- **Exercise task**:
Please write out the material below word for word, beginning with the line that contains "Box the wooden post shown above." and continuing through the last line of the material, both included.

[Entries for locating named things]
○ ○ ○ ○

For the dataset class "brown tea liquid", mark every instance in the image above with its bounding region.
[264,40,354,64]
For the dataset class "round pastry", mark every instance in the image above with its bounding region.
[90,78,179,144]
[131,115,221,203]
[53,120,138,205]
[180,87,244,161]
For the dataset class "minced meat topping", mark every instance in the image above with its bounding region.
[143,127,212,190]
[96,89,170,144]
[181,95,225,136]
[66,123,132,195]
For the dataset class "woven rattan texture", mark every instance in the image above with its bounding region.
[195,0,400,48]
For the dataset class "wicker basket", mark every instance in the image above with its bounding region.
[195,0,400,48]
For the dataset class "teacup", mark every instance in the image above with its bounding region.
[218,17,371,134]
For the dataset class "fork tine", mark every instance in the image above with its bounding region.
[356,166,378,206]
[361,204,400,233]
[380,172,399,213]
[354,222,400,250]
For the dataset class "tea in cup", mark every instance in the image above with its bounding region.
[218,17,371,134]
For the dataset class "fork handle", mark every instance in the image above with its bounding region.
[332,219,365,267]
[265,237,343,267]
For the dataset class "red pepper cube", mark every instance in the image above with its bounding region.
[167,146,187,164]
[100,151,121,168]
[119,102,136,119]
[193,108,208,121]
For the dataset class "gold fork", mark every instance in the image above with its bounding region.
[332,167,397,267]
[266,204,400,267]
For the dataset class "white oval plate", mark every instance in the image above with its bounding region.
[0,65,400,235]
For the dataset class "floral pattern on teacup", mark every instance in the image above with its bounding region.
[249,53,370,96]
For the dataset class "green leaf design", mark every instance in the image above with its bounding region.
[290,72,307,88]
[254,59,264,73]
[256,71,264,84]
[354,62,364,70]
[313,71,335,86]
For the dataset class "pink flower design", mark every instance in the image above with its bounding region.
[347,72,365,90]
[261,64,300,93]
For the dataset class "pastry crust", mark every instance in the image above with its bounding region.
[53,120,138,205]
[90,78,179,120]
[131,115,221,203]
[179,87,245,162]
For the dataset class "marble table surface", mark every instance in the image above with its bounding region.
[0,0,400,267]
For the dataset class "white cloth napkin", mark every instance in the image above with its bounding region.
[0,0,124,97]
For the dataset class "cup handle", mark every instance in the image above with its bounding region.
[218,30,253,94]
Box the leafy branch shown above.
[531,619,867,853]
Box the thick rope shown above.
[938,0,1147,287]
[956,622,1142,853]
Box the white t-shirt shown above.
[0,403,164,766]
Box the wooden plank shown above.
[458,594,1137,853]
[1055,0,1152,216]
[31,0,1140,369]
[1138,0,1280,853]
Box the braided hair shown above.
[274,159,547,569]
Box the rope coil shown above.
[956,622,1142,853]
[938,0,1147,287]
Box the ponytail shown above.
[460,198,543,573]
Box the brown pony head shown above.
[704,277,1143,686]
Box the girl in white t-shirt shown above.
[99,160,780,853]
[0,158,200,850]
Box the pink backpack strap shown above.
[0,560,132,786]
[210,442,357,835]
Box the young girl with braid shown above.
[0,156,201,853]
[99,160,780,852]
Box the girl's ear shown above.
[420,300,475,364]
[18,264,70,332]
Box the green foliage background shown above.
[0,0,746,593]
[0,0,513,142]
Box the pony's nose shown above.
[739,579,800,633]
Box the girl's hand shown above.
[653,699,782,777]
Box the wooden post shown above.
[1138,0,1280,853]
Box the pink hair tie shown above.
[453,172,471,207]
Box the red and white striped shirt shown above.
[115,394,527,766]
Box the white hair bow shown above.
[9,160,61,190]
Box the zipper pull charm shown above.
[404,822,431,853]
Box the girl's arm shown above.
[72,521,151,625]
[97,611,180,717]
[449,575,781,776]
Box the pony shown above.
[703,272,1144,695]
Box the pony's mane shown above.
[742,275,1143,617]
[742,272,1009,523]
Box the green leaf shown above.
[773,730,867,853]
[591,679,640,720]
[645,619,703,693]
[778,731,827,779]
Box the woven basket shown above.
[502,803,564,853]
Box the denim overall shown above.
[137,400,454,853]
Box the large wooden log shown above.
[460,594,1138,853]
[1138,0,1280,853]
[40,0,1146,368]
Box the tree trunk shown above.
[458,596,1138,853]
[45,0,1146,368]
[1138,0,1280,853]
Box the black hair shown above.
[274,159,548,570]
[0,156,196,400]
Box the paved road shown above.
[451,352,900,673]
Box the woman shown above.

○ ○ ○ ○

- **Final answer**:
Box the wooden post shown above.
[1138,0,1280,853]
Box the pink hair tie shown above.
[453,172,471,207]
Box the red and white striped shirt shown above.
[115,394,527,766]
Box the white hair bow shown above.
[9,160,61,190]
Box the zipper pull charm shown above.
[404,822,431,853]
Box the girl's arm shown above.
[72,521,151,625]
[97,611,180,717]
[449,575,781,776]
Box the pony shown above.
[703,272,1144,695]
Box the pony's mane shown above.
[742,275,1143,617]
[742,272,1009,523]
Box the green leaf shown above.
[773,730,867,853]
[591,679,640,720]
[645,619,703,693]
[778,731,827,779]
Box the woven basket shown above.
[502,803,564,853]
Box the denim overall shown above.
[137,400,454,853]
Box the large wooden log shown above.
[460,594,1138,853]
[1138,0,1280,853]
[40,0,1146,368]
Box the tree trunk shown above.
[458,596,1138,853]
[45,0,1146,368]
[1138,0,1280,853]
Box the black hair shown above.
[274,159,548,570]
[0,156,196,400]
Box the paved road shown above.
[451,352,900,673]
Box the woman shown above.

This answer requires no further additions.